_Listed entries_.
----
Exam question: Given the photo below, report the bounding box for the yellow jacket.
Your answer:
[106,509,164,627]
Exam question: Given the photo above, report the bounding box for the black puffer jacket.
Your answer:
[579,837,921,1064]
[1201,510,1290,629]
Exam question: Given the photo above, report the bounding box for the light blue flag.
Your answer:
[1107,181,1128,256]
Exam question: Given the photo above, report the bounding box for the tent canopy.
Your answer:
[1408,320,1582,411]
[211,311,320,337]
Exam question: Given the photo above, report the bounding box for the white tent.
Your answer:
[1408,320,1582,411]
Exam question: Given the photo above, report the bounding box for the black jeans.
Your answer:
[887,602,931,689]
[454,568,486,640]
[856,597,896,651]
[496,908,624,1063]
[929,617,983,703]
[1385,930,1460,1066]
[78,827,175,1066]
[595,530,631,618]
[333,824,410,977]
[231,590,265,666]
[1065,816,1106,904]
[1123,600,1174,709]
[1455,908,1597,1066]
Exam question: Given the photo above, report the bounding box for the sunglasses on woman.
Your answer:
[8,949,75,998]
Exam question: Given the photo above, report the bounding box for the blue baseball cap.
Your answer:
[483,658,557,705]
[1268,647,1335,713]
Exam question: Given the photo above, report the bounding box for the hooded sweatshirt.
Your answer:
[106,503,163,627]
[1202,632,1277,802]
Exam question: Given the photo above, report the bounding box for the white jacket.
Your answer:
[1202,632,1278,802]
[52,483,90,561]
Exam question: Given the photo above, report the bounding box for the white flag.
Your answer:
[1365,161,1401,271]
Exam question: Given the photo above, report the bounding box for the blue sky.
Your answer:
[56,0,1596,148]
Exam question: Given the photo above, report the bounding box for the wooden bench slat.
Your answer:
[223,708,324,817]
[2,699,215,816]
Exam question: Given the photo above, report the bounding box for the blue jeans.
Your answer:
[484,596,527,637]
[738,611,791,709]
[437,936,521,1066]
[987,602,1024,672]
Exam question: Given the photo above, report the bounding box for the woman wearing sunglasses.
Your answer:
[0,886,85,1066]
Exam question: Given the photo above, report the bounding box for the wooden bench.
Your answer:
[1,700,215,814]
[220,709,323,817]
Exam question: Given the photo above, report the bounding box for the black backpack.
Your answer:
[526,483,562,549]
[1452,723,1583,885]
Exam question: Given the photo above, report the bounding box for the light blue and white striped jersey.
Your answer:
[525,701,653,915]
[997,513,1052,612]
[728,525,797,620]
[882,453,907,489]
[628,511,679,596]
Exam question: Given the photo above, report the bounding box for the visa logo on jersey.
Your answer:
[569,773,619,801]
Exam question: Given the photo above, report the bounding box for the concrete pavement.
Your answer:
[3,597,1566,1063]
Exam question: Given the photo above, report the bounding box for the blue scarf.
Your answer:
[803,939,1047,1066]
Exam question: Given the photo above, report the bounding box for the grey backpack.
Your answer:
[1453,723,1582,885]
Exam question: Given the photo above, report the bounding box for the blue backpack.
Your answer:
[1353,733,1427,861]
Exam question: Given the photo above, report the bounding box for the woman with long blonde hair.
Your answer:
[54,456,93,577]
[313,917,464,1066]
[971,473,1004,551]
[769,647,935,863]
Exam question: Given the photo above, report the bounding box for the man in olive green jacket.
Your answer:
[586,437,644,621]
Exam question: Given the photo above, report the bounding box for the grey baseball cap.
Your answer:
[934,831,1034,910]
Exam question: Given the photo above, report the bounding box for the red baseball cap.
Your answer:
----
Look for the string "bench" in the data above and return every line that has it.

Exam question: Given the photo above, report the bounding box for the wooden bench slat.
Exam question: Given the photo above, report the bounding box for the wooden bench.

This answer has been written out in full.